# Excerpted text:
=== Section Start ===
Iron supplementation in restless legs syndrome
Iron supplementation may help patients with restless legs syndrome (RLS).
RLS is a common complaint of uncomfortable compulsions to move the legs, especially at evening and at night, interfering with sleep.
In this Cochrane meta-analysis, the authors examined the effect of iron supplementation in RLS patients combining the results of 10 studies. Treatment was delivered intravenously or orally (3 studies) and given to patients with reduced iron stores (4 studies) or to an undifferentiated population.
Nine studies compared iron with placebo. On a scale measuring the severity of symptoms, ranging from 0 to 40 points, iron supplementation improved the severity by 3.8 points on average (standardized mean difference, 0.74), indicating a likely clinically important difference. The effects did not differ depending on the route of iron delivery or the iron stores (populations with decreased iron stores vs groups of undifferentiated patients). The effect may be larger in patients on dialysis (2 studies). One study compared iron supplementation with the dopamine agonist pramipexole and found no difference.
In conclusion, iron supplementation probably improves RLS severity.
=== Section End ===
# Dataset content:
=== Section Start ===
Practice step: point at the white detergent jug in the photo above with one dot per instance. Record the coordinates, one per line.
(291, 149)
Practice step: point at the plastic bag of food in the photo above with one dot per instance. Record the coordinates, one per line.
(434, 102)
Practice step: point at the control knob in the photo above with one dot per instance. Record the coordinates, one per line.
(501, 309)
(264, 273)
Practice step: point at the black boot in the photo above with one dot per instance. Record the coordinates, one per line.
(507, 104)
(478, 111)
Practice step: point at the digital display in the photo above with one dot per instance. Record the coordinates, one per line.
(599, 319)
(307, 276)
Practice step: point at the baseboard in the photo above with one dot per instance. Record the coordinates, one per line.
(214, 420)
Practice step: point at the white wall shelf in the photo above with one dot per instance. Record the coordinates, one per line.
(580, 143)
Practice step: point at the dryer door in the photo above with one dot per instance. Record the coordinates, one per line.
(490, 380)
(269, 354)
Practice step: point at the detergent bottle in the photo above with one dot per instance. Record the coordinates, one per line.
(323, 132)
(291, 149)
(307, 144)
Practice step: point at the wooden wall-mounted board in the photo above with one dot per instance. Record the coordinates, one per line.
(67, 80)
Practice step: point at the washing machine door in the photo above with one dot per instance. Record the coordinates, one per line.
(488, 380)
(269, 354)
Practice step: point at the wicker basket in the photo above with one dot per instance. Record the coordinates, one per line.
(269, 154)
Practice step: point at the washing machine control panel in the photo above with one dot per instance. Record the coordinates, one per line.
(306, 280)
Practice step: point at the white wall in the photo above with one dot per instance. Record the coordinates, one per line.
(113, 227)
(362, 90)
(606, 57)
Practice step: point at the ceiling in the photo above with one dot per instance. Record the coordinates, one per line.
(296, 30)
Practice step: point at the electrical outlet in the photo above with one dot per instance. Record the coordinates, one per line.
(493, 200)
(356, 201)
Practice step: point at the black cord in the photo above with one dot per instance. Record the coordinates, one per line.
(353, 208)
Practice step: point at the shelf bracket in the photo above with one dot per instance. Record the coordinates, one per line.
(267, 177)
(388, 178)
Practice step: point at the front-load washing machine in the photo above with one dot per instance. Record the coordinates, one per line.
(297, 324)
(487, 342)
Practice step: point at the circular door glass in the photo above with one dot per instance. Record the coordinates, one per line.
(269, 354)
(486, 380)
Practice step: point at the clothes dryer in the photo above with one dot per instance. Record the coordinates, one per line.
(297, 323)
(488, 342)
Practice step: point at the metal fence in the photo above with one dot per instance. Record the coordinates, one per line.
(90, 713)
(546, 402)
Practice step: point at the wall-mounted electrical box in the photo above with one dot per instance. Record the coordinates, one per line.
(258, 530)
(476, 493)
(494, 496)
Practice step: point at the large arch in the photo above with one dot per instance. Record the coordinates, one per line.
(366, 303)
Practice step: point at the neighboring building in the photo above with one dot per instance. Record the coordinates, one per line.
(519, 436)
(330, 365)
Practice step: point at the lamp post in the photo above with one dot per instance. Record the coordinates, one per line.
=== Section End ===
# Problem set:
a. Answer these questions using the summary on iron supplementation in restless legs syndrome:
(i) How many studies did the meta-analysis combine?
(ii) On the symptom severity scale, by how many points did iron supplementation improve severity on average?
(iii) Which drug was iron compared with in one study, and what did that study find?
b. From the summary on iron supplementation in restless legs syndrome, reproduce word for word the stretch from "RLS is a common" through "an undifferentiated population.".

# Responses per task:
a.
(i) 10 studies.
(ii) 3.8 points.
(iii) The dopamine agonist pramipexole; the study found no difference.

b.
RLS is a common complaint of uncomfortable compulsions to move the legs, especially at evening and at night, interfering with sleep.
In this Cochrane meta-analysis, the authors examined the effect of iron supplementation in RLS patients combining the results of 10 studies. Treatment was delivered intravenously or orally (3 studies) and given to patients with reduced iron stores (4 studies) or to an undifferentiated population.